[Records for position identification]

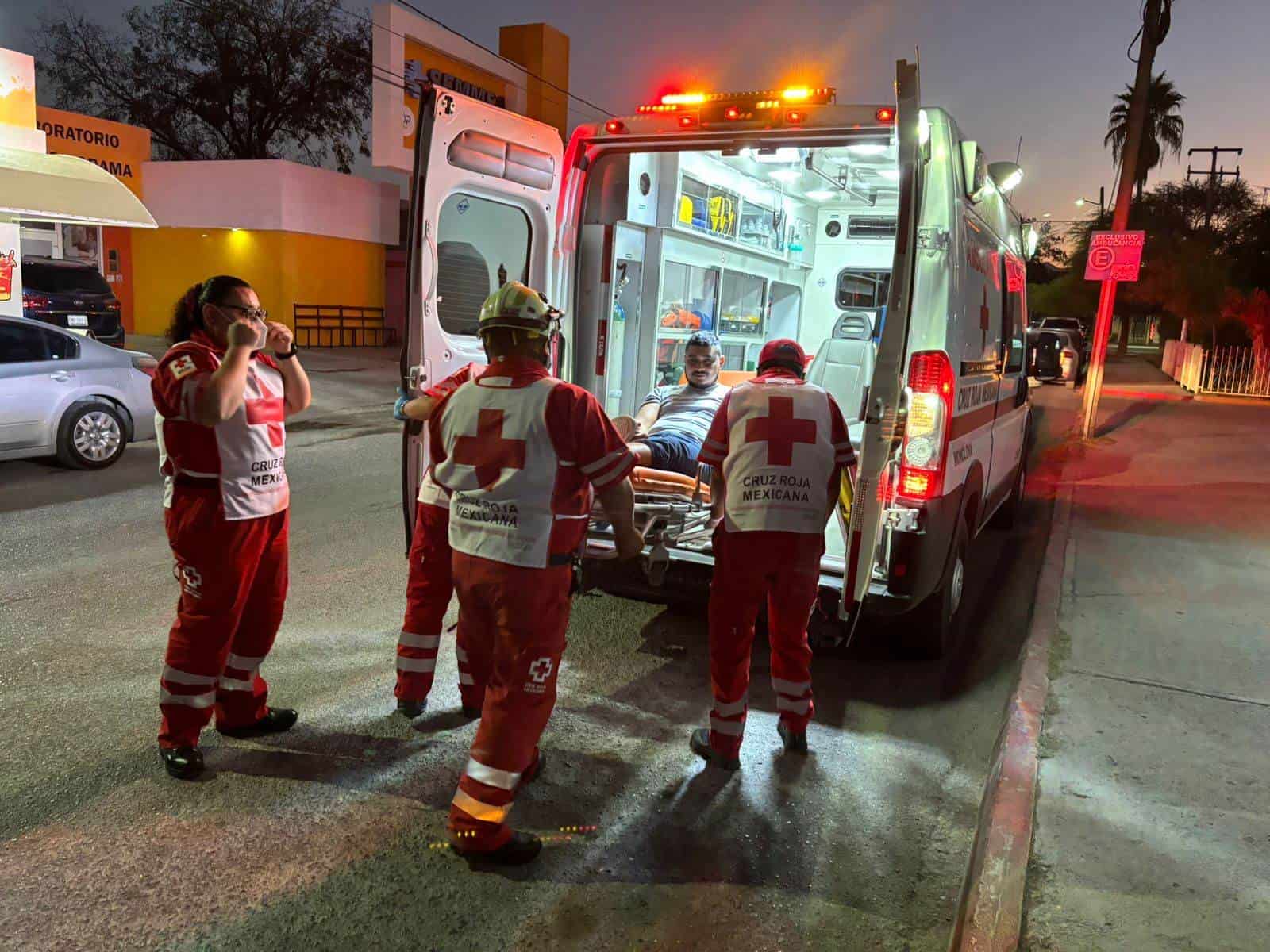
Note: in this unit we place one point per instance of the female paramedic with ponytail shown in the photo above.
(221, 404)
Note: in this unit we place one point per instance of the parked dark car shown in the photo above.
(1075, 329)
(1054, 355)
(70, 295)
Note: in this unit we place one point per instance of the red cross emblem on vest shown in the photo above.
(488, 451)
(271, 412)
(780, 429)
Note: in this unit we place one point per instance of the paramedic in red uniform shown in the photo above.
(779, 447)
(429, 587)
(221, 405)
(520, 454)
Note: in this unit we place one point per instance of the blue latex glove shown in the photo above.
(399, 406)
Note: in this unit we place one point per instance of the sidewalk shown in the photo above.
(1153, 814)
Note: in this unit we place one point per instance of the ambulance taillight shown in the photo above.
(924, 457)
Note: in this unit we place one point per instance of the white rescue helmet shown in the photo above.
(516, 306)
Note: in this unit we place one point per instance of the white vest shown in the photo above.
(253, 448)
(501, 469)
(780, 457)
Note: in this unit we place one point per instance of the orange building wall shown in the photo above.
(544, 51)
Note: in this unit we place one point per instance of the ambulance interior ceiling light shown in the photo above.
(787, 155)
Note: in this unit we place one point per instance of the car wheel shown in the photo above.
(1007, 514)
(90, 436)
(933, 628)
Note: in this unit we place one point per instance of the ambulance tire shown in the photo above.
(933, 628)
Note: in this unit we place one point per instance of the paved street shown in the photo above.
(332, 837)
(1153, 816)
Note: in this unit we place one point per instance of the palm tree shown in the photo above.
(1162, 132)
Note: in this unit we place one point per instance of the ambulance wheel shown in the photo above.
(1007, 514)
(90, 436)
(933, 628)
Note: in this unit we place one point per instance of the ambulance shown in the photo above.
(876, 235)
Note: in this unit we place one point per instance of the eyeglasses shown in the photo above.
(256, 314)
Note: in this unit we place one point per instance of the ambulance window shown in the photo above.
(480, 244)
(741, 309)
(689, 296)
(857, 289)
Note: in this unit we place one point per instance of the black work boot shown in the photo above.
(182, 763)
(795, 742)
(700, 744)
(412, 708)
(522, 848)
(277, 720)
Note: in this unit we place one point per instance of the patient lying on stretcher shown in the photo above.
(671, 424)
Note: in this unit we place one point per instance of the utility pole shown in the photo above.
(1213, 178)
(1156, 19)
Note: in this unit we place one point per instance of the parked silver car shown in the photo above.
(69, 397)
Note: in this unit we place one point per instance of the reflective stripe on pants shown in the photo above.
(234, 587)
(514, 621)
(429, 590)
(781, 568)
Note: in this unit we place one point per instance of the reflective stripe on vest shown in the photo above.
(780, 457)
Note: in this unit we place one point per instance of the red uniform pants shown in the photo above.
(514, 621)
(427, 600)
(233, 589)
(749, 566)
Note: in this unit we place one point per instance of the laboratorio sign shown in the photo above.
(89, 137)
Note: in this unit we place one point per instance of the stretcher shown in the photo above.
(672, 511)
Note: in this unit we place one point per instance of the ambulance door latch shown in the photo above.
(933, 239)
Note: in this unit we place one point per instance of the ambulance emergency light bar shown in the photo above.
(765, 107)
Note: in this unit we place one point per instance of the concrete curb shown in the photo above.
(991, 905)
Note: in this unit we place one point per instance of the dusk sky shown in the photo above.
(1045, 71)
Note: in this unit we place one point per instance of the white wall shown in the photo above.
(272, 196)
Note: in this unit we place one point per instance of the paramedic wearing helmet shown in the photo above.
(520, 454)
(671, 424)
(779, 447)
(220, 408)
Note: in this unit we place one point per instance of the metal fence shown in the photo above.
(342, 325)
(1235, 371)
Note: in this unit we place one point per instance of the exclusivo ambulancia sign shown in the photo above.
(1115, 255)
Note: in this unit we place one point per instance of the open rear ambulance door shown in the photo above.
(483, 201)
(883, 416)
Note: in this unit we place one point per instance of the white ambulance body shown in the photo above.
(872, 234)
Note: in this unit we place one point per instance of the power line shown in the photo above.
(541, 79)
(395, 79)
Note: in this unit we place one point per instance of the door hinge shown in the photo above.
(933, 239)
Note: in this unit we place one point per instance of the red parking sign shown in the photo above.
(1115, 255)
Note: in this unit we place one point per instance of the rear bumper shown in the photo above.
(918, 559)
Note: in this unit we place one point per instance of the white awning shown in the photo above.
(67, 188)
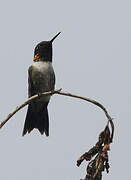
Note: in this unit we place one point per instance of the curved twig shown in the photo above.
(64, 94)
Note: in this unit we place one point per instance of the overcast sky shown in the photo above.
(92, 58)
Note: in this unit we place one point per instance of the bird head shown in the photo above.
(43, 50)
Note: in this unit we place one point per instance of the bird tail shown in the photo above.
(37, 119)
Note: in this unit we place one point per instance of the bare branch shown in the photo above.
(64, 94)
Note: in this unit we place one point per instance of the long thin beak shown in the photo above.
(54, 37)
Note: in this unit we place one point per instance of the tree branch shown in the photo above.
(101, 148)
(64, 94)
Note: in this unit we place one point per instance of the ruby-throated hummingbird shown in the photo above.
(41, 78)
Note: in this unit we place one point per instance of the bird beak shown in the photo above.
(54, 37)
(36, 58)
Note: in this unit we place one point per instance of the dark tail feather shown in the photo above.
(38, 120)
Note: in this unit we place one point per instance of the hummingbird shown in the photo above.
(41, 78)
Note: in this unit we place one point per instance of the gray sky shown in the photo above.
(91, 58)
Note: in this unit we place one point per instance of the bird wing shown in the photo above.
(30, 83)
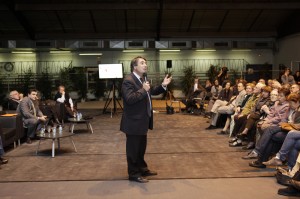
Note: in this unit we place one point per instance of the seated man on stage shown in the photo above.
(195, 90)
(2, 160)
(31, 114)
(63, 97)
(13, 100)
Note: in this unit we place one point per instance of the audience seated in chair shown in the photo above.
(2, 160)
(229, 108)
(31, 114)
(63, 97)
(270, 129)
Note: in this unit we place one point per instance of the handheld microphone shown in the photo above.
(145, 77)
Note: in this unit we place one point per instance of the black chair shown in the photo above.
(11, 130)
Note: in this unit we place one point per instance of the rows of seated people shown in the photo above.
(36, 113)
(263, 118)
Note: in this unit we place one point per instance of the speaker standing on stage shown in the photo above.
(137, 117)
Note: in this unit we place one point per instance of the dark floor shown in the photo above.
(179, 147)
(187, 157)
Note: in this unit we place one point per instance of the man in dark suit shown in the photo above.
(2, 160)
(31, 114)
(137, 117)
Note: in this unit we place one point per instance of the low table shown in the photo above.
(57, 136)
(74, 121)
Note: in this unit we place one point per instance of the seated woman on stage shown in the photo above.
(63, 97)
(272, 132)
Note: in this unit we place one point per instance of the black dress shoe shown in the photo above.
(222, 133)
(28, 141)
(289, 191)
(257, 164)
(211, 127)
(250, 145)
(3, 160)
(139, 179)
(149, 173)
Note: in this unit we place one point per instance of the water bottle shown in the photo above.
(60, 129)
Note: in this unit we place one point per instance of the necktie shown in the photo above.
(34, 111)
(149, 105)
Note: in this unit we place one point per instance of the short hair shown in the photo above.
(12, 93)
(284, 91)
(32, 90)
(293, 97)
(267, 89)
(134, 62)
(251, 85)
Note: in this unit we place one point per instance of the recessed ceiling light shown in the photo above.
(133, 51)
(21, 52)
(90, 54)
(59, 51)
(169, 50)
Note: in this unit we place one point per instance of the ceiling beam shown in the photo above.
(93, 21)
(151, 35)
(156, 6)
(60, 22)
(223, 20)
(158, 20)
(191, 21)
(255, 20)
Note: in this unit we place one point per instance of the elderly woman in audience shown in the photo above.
(223, 98)
(295, 88)
(287, 78)
(279, 113)
(242, 116)
(245, 123)
(215, 91)
(291, 145)
(238, 109)
(229, 108)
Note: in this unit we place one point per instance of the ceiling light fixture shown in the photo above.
(241, 50)
(21, 52)
(133, 51)
(90, 54)
(206, 50)
(169, 50)
(59, 51)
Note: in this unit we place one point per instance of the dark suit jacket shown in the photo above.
(26, 110)
(135, 119)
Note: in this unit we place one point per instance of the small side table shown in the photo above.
(57, 136)
(74, 121)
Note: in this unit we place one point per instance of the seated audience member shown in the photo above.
(63, 97)
(223, 98)
(238, 109)
(215, 91)
(262, 81)
(291, 145)
(229, 108)
(2, 160)
(14, 100)
(287, 78)
(297, 77)
(270, 83)
(279, 113)
(31, 114)
(245, 123)
(246, 110)
(295, 88)
(223, 76)
(276, 84)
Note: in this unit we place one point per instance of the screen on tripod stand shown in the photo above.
(110, 71)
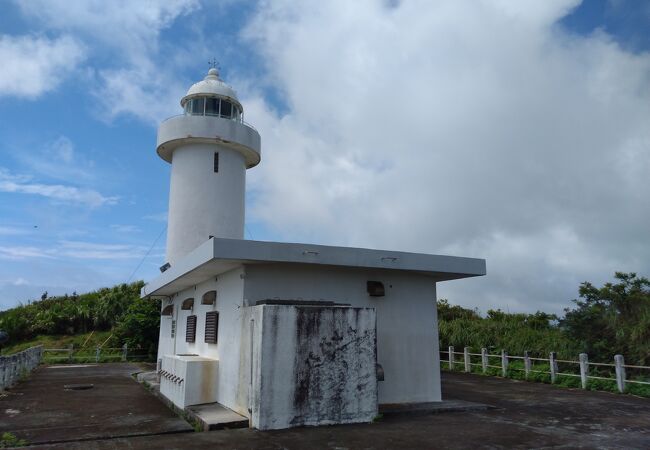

▶ _AIM OF THE TASK_
Report each line of the items above that contains the word "ceiling", copying every such line in full.

▶ _TASK OUTPUT_
Note: in this unit we place one point per instance of the ambulance interior ceiling light shown in the photo above.
Note: in this unit we place one point per instance of the recessed ceiling light shown in the photo above.
Note: in this unit we place one point per instance of the ceiling beam shown in the photo above.
Note: in this unit we place one point per instance of the ceiling light fixture shown in the photo above.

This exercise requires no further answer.